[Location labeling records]
:::::

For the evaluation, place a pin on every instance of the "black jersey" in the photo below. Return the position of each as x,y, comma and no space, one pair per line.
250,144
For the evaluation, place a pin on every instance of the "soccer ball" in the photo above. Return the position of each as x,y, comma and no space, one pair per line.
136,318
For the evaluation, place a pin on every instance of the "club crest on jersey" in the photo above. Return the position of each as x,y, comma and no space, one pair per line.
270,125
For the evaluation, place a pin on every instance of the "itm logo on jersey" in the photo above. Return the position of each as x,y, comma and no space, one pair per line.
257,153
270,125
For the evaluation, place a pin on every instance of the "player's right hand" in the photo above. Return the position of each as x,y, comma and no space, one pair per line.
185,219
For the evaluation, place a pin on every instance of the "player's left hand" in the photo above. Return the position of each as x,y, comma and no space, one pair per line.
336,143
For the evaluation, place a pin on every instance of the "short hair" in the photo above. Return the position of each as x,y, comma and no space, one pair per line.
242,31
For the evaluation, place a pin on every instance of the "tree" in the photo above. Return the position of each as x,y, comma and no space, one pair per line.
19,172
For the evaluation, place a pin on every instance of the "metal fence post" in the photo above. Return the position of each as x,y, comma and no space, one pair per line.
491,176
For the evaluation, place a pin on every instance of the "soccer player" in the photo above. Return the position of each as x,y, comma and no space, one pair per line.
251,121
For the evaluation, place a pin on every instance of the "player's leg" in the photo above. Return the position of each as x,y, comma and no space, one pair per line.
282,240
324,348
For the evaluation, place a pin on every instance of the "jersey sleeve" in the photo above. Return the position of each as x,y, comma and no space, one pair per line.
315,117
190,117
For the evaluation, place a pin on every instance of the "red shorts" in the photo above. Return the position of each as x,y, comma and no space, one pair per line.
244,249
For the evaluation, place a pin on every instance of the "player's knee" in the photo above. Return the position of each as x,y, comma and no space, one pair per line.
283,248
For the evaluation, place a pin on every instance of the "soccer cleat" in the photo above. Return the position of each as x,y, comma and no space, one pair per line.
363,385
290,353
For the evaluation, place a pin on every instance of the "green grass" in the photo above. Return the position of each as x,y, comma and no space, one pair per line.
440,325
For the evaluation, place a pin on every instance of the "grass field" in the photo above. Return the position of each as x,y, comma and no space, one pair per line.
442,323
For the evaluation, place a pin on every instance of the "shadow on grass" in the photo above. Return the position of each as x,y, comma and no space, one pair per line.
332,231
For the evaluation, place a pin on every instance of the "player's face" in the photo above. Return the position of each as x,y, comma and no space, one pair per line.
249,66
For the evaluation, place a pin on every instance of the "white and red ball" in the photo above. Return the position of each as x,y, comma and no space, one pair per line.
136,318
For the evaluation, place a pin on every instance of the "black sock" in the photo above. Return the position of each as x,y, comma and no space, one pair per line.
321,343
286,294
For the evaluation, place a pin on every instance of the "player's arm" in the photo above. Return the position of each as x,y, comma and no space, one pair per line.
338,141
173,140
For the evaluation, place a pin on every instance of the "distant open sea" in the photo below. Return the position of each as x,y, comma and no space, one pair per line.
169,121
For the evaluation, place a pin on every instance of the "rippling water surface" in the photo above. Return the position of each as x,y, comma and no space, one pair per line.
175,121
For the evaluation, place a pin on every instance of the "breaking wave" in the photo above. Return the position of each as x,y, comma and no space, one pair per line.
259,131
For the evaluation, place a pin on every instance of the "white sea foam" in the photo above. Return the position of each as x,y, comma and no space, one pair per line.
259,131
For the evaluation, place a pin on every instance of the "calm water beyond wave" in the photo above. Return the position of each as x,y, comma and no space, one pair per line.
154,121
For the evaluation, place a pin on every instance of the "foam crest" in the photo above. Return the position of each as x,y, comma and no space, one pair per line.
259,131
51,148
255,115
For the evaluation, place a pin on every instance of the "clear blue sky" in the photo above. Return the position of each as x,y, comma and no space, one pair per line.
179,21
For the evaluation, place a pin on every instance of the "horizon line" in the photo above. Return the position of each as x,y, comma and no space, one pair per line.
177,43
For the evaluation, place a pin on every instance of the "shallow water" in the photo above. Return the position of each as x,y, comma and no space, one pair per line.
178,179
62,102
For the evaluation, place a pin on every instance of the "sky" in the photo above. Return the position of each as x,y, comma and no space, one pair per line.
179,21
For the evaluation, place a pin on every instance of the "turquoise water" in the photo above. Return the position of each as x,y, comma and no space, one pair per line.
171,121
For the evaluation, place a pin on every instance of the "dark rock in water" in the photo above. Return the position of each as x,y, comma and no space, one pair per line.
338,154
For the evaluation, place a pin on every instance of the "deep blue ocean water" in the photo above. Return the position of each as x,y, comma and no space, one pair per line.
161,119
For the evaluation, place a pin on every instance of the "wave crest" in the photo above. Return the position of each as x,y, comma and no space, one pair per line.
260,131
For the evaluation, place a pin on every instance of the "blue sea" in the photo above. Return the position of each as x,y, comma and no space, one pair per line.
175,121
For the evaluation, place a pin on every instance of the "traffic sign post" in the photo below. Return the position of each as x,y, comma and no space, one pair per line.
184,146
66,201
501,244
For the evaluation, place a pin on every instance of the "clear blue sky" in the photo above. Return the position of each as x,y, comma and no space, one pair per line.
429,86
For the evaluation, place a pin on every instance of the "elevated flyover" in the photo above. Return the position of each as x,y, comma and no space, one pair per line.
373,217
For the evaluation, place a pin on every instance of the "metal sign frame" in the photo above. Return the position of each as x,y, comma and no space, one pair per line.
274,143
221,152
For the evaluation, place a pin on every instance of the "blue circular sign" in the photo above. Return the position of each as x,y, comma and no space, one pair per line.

:::::

Required work:
Reproduce all of the entries word for word.

Result below:
For the evaluation, place a pin on every instance of the "black jersey" in the photo below. Return the position of each as x,y, comma and no space, one pair per line.
250,144
For the evaluation, place a pin on every instance of the "soccer ball" in the photo above. Return the position of each as x,y, comma and no space, one pair per line.
136,318
For the evaluation, place a pin on every instance of the "club crest on jersey" in the photo above. Return the position of each as x,y, comma and no space, one pair per line.
270,125
For the evaluation, place a pin on every instance of the "itm logo on jersey" in the photo above. Return the position of each as x,y, comma and no space, one pair per line.
257,153
270,125
For the evaluation, place a pin on every instance of the "player's right hand" in the photo above. Return the position of each as x,y, comma and no space, one pair per line.
185,219
For the evaluation, place a pin on every instance of the "player's left hand" in the photo above. Return the position of each as x,y, comma and no space, one pair per line.
336,143
For the evaluation, place a pin on every instance of the "short hair" in the photo above. Return the position of each as x,y, comma and no space, one pair per line.
242,31
For the evaluation, place a pin on every instance of the "tree" in the photo above. Return the position of each as x,y, comma and no space, one pair per line.
19,172
For the evaluation, place a pin on every instance of the "metal fence post" in the photo above. Return the position of each as x,y, comma and no space, one pair per line.
491,176
For the evaluation, place a pin on every instance of the "soccer player" in the photo above. Return the position of each as x,y, comma and no space, one pair per line.
251,121
For the evaluation, place a pin on every instance of the "player's leg" in the photo above. Return the position of each as x,y, comma and no space, one pair per line.
282,240
324,348
For the evaluation, place a pin on every instance of the "jersey sleeve" in the photo above. Return the position of each as x,y, comma and no space, one pair per line.
315,117
190,117
For the evaluation, place a pin on every instance of the "red shorts" in the photo above. Return the position of each as x,y, comma and no space, one pair per line.
244,249
For the evaluation, place a pin on every instance of the "player's knee" in the photo above. Return the position of each as x,y, comma and no space, one pair per line.
283,248
For the evaluation, place a pin on every instance of the "soccer cleat" in the photo above. Return the position of each as x,y, comma and no space, one pair per line.
363,385
290,353
For the evaluation, place a pin on every instance of the "green grass" in the photo above. Return the position of each as x,y, comma and no space, one pair per line.
440,325
For the evaluation, place a pin on every instance of the "grass field" in the photo above. Return the position of each as x,y, comma and no space, one pair per line.
442,323
For the evaluation, place a pin on every instance of the "shadow on grass" in the photo above. Return the position of each as x,y, comma and no space, one pair per line.
332,231
For the evaluation, place a pin on every instance of the "player's face" in the photo above. Return the position of each as x,y, comma and no space, one pair per line.
249,66
For the evaluation, place a pin on every instance of the "white and red ball" in the photo above. Return the position of each as x,y, comma and no space, one pair per line.
136,318
For the evaluation, place a pin on every instance of the "black sock" in the photo above. Return the position of each as x,y, comma and no space, one pair per line.
321,343
286,294
For the evaluation, place a pin on every instance of the "player's arm" in the photo above. Return the position of each as x,y, comma and no space, one pair per line.
338,141
173,140
For the evaluation, place a pin on every instance of the "distant open sea" in the photo below. Return the position of each as x,y, comma and no space, one pair per line.
169,121
For the evaluation, place a pin on every instance of the "rippling water surface" in the photo above. Return the position of each as x,y, comma and no space, one pair per line.
175,121
For the evaluation, place a pin on every instance of the "breaking wave" in the photo above. Return the position of each as x,y, comma and no space, one pair per line.
259,131
For the evaluation, place a pin on every instance of the "white sea foam" in the photo above. Return the position of each as x,y, comma and no space, one pair per line.
259,131
For the evaluation, place a pin on every instance of the "calm water beyond wave" in the photo above. Return the position of each as x,y, comma and no space, one pair per line.
154,121
For the evaluation, place a pin on every instance of the "foam crest" in the photo above. Return the position of each as x,y, comma and no space, one pair per line.
259,131
51,148
255,115
For the evaluation, place a pin on every instance of the "clear blue sky" in the photo above. Return the position of each as x,y, comma and no space, one pair per line.
179,21
For the evaluation, place a pin on every instance of the "horizon line" in the photo above. Return the position of each as x,y, comma and no space, one pair per line.
177,43
For the evaluation, place a pin on every instance of the "shallow water" in the photo above. Return the position of each as x,y, comma and no space, one pair per line.
178,179
62,102
For the evaluation, place a pin on every instance of the "sky" in the photo above. Return the position of each as x,y, comma and no space, one pair per line.
179,21
For the evaluation, place a pin on every instance of the "turquoise water" in the photo above. Return the position of each as x,y, comma and no space, one pair per line.
171,121
For the evaluation, place a pin on every instance of the "dark rock in water" in the photo above. Return the position of each as x,y, comma and no space, one pair per line.
338,154
For the evaluation, place a pin on every instance of the "deep blue ocean water" in the photo above. Return the position of each as x,y, comma and no space, one pair per line.
161,119
For the evaluation, place a pin on every instance of the "wave crest" in the photo above. Return the position of each as x,y, comma and no space, one pair per line.
260,131
For the evaluation, place a pin on every instance of the "blue sea" in the photo above. Return the position of each as x,y, comma and no space, one pair per line.
175,121
For the evaluation, place a pin on every instance of the "traffic sign post" in the photo below. Return the position of each as x,y, comma and no space, one pair per line.
184,146
66,201
501,244
For the evaluation, place a pin on every instance of the "clear blue sky" in the photo above. Return the position of each as x,y, comma and no space, one pair per line.
429,86
For the evaluation, place a pin on every instance of the "elevated flyover" in the photo above. Return the position of each as x,y, comma and no space, one pair per line.
373,217
For the evaluation, place a pin on every instance of the "metal sign frame" in the photo above. Return the position of each as x,y, comma and no space, one pair per line.
274,143
221,152
For the evaluation, place a pin on every instance of the "blue circular sign" in the photo above. Return the position of each as x,y, comma and no space, one pair per line.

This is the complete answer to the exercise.